* What the task asks *
Tally the lines of the entries below that contain the word "green". Give only the resulting number.

* Material provided *

____

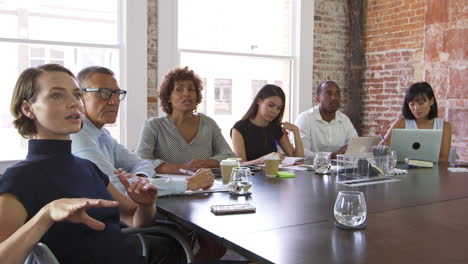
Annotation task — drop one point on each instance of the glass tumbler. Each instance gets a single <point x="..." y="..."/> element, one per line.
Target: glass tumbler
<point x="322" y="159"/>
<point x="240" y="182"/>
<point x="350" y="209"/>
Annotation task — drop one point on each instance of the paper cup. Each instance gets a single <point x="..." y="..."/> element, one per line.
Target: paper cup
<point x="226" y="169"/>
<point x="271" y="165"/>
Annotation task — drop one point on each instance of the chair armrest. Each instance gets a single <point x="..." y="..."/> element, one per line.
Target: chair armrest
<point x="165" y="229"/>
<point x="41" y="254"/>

____

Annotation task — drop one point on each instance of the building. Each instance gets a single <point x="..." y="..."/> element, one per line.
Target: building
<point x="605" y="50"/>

____

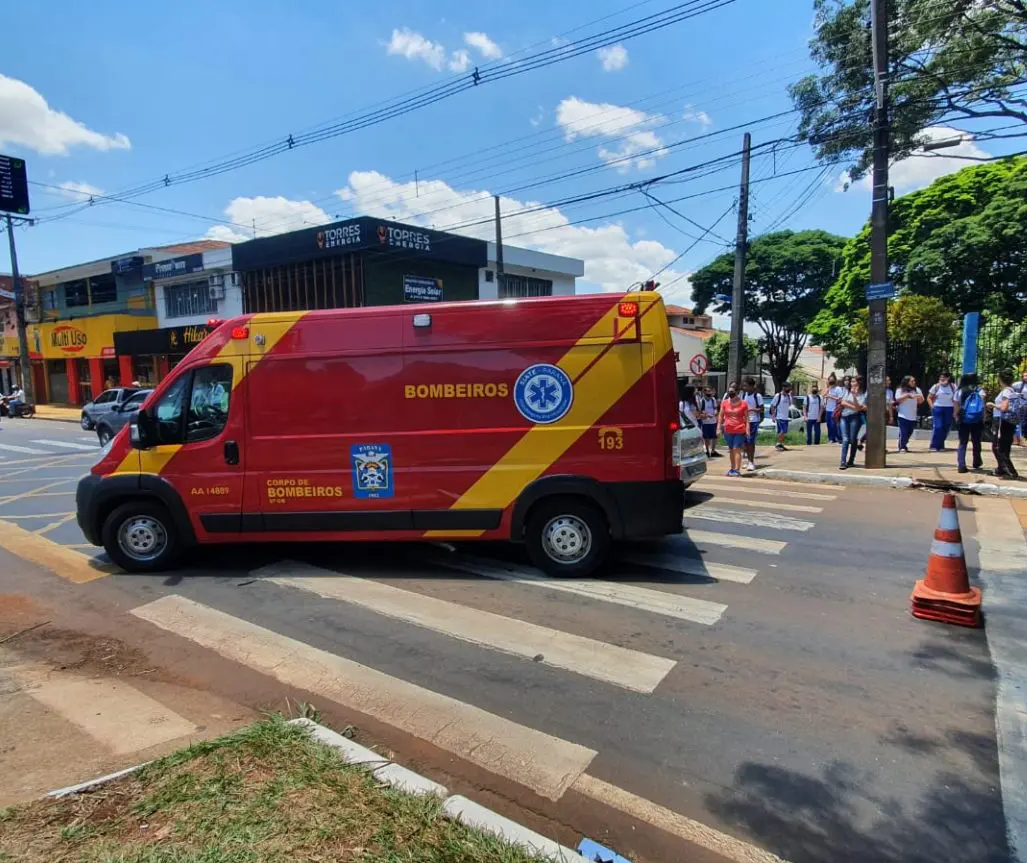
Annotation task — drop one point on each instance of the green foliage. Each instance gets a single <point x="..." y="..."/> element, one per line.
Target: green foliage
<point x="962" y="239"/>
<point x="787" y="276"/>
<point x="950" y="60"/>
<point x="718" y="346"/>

____

* Answer to this problem *
2